■ **Given exercise**: For each statement, say yes or no according to whether the passage on rupee internationalization below supports it, and quote the words that decide it. 1. The Prime Minister asked the Reserve Bank of India to draw up a 10-year strategy. 2. The Chinese yuan is listed among the leading reserve currencies. 3. India moved toward full convertibility in the late 1990s.

■ **Excerpt provided**:
==========

Recently, Prime Minister asked the Reserve Bank of India (RBI) to prepare a 10-year strategy to make the Indian rupee a globally accessible and acceptable currency, enabling its internationalization.
About internationalization of currency
- An international currency is one that is used and held beyond the borders of the issuing country, not merely for transactions with that country’s residents, but also, for transactions between non-residents.
- Currency internationalization has thus been described as the international extension of a national currency’s three basic functions of serving as a unit of account, medium of exchange and store of value.
- Currently, the US dollar, the Euro, the Japanese yen and the pound sterling are the leading reserve currencies in the world.
- India moved toward partial convertibility in the late 1990s and made subsequent progress with multiple reforms.

==========

■ **Data lines**:
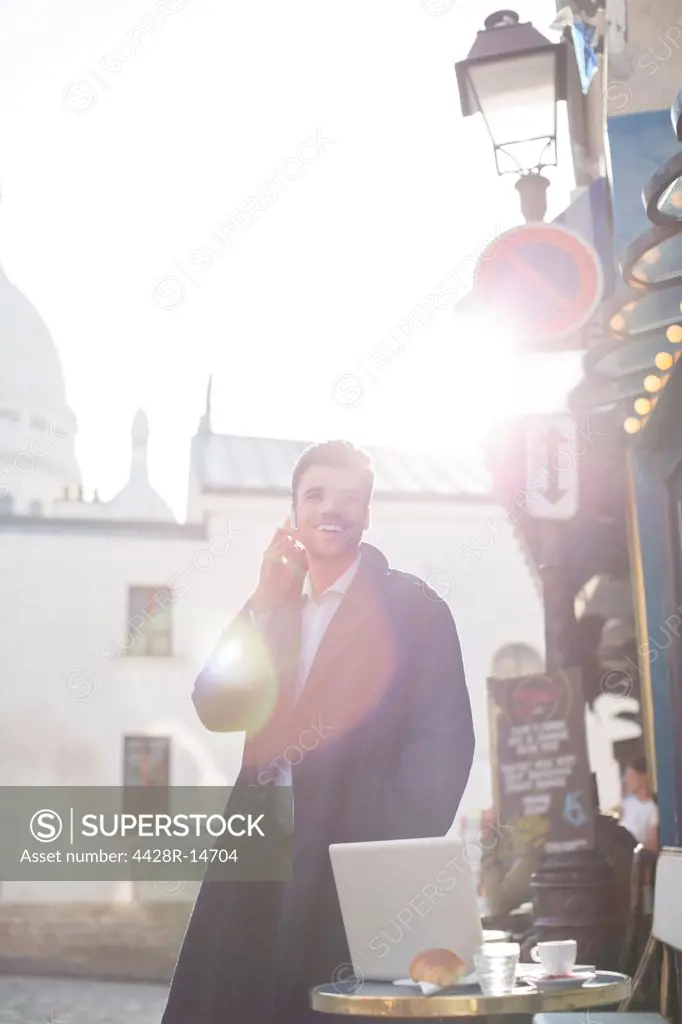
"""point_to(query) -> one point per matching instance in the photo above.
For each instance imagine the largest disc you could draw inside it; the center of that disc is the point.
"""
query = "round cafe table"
(376, 998)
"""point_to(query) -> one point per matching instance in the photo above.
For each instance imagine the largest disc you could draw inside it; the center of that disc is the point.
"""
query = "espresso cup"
(556, 957)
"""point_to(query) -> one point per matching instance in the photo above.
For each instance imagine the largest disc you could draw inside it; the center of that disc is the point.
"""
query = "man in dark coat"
(346, 677)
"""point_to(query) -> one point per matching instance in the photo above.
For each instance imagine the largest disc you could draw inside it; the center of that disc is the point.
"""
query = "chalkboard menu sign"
(541, 772)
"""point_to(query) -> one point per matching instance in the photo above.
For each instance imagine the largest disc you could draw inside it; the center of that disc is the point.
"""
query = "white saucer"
(547, 983)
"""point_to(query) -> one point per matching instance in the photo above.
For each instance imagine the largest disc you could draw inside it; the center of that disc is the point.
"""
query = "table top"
(377, 998)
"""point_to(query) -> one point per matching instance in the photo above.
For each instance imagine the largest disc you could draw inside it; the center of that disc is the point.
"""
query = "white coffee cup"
(557, 957)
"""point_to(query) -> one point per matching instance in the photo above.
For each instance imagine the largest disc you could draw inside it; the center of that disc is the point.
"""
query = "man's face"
(633, 780)
(331, 510)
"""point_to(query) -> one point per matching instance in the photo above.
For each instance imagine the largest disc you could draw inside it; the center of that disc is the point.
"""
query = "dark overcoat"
(388, 749)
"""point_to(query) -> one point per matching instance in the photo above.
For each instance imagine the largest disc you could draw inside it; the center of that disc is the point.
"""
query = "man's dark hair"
(339, 455)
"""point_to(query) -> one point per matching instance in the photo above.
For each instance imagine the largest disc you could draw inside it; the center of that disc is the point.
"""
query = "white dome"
(30, 368)
(37, 427)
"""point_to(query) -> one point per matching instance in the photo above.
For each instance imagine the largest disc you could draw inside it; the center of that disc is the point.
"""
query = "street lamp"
(515, 78)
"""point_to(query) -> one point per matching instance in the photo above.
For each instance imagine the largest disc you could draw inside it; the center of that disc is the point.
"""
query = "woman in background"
(639, 813)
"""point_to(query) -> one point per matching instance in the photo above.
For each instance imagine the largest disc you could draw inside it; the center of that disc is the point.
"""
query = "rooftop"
(228, 464)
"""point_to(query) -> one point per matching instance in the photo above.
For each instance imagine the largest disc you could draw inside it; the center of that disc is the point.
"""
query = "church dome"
(30, 368)
(37, 427)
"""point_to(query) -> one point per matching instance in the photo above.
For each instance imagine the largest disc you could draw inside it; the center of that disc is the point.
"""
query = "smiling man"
(346, 677)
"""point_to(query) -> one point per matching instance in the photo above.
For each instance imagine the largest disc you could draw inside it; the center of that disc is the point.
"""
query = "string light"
(664, 360)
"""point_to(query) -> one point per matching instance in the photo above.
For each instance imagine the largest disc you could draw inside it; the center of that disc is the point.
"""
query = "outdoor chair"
(641, 909)
(662, 952)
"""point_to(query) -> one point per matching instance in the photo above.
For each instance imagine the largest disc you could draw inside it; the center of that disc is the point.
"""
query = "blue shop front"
(633, 379)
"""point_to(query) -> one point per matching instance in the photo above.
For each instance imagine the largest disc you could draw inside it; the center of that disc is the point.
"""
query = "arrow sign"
(553, 449)
(555, 444)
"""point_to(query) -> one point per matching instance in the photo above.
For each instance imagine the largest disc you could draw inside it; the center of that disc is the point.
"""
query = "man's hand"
(282, 571)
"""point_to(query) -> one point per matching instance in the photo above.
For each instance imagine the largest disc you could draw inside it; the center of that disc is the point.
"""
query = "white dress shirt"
(315, 619)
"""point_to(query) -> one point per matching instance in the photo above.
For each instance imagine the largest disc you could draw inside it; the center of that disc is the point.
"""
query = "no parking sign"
(545, 278)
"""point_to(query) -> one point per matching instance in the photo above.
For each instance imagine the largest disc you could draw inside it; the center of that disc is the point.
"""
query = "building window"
(145, 761)
(150, 622)
(516, 659)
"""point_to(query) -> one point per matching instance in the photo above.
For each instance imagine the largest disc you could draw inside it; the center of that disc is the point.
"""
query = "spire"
(205, 424)
(139, 434)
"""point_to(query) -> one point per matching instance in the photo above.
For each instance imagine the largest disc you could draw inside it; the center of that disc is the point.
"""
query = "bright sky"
(131, 131)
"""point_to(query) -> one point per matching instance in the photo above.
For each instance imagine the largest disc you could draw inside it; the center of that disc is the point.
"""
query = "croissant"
(439, 967)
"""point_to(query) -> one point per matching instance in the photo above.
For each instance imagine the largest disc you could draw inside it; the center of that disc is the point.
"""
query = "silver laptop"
(400, 897)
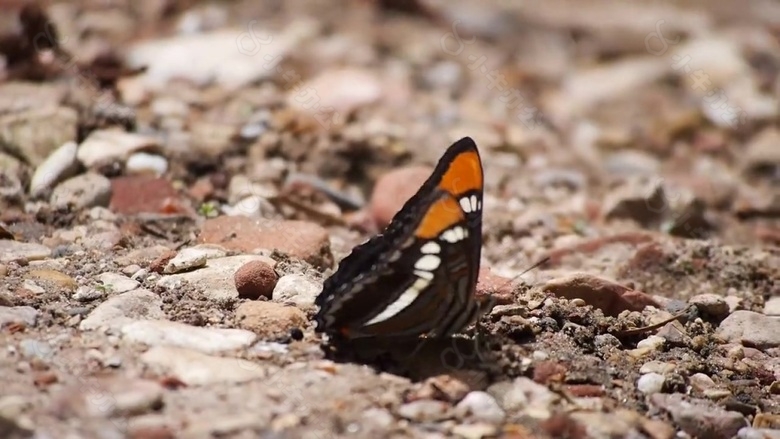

==========

■ **Task answer**:
1. Yes: "asked the Reserve Bank of India (RBI) to prepare a 10-year strategy"
2. No: "the US dollar, the Euro, the Japanese yen and the pound sterling are the leading reserve currencies in the world"
3. No: "India moved toward partial convertibility in the late 1990s"